As Washington grinds to a halt, America’s veterans once again find themselves paying the price. The current government shutdown, led by congressional Democrats, is more than a budget impasse. It is a moral failure. And as ever, those who served are left to shoulder the burden of political gamesmanship they neither caused nor deserve.

To be clear, the lights have not gone out entirely. Because the Department of Veterans Affairs (VA) receives advance appropriations, the essential machinery of care continues to turn. VA hospitals remain open. Doctors, nurses, and care teams still show up. Disability and pension payments continue. The Veterans Crisis Line remains staffed around the clock. For many veterans, these continuities are the difference between despair and survival.

But that is where the good news ends.

Beyond those critical services lies a vast ecosystem of programs, often run by small community partners, that help veterans on the margins stay alive, housed, and connected. Those programs are far more vulnerable to a funding lapse. The uncertainty created by this shutdown is already rippling through local organizations that rely on federal grants to operate peer support groups, housing assistance, and transportation services for elderly or isolated veterans. Many are now facing the possibility of furloughing staff or pausing services altogether.

[Excerpts from a dataset]
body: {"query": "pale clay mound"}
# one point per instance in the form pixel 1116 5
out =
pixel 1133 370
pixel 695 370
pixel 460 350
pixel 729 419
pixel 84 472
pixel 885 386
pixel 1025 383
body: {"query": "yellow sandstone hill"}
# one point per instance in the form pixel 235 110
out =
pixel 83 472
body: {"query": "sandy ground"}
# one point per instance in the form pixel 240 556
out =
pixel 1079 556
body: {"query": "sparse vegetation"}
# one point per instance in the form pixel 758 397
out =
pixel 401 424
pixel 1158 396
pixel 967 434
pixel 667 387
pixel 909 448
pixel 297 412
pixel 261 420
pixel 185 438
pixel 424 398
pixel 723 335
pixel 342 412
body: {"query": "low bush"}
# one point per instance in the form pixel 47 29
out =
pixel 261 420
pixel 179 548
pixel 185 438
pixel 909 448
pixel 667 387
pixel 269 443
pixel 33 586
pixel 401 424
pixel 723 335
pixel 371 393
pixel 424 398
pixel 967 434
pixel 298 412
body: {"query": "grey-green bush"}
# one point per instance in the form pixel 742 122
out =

→ EXERCISE 1:
Rewrite the paragraph of the passage on the government shutdown and veterans that begins "To be clear, the lights have not gone out entirely" as a bulleted list, keeping its main facts.
→ EXERCISE 2:
Resume the passage on the government shutdown and veterans after its last sentence.

→ EXERCISE RESPONSE 1:
- Services have not stopped entirely. The Department of Veterans Affairs (VA) receives advance appropriations, so essential care continues.
- VA hospitals remain open, and doctors, nurses, and care teams still report to work.
- Disability and pension payments continue.
- The Veterans Crisis Line stays staffed around the clock.
- For many veterans, these services are the difference between despair and survival.

→ EXERCISE RESPONSE 2:
Particularly at risk are initiatives like the Staff Sergeant Parker Gordon Fox Suicide Prevention Grant Program, the VA’s flagship community-based effort to prevent veteran suicide. Whether every grantee can keep its doors open depends on cash flow, contingency planning, and the duration of this impasse. But in a nation losing roughly 17 veterans a day to suicide, even the threat of interruption should alarm every member of Congress. These are not bureaucratic line items. They are lifelines.

The same uncertainty shadows homelessness prevention efforts and community nursing home care programs, which depend on steady federal support to function. Rural transportation services, which ensure that veterans in remote areas can reach medical appointments, may also face delays or cancellations if the stalemate drags on. The people most likely to feel the effects are not lobbyists or insiders. They are aging Vietnam veterans in small towns, young mothers caring for wounded spouses, and men and women quietly rebuilding their lives after service.

When Washington stops functioning, those living on the margins suffer first and suffer most.

This paralysis is not inevitable. It is the direct consequence of political maneuvering by Democratic leadership that has allowed a continuing resolution to become a weapon of partisanship.

Congress could end the uncertainty tonight if the Democrats came to the table and passed a clean continuing resolution to restore stability to these programs. Instead, Democrats have chosen posturing over principle. And while elected officials jockey for leverage, veterans sleep in shelters, lose access to transportation, and wait for calls that may never come from outreach teams suddenly without funding.

Veterans do not live in the corridors of power. They live in every county of this country, farming the land, running small businesses, and quietly contributing to their communities. They are the citizens who stood the line, did their duty, and returned home believing their government would keep its word. Right now, that faith is being tested.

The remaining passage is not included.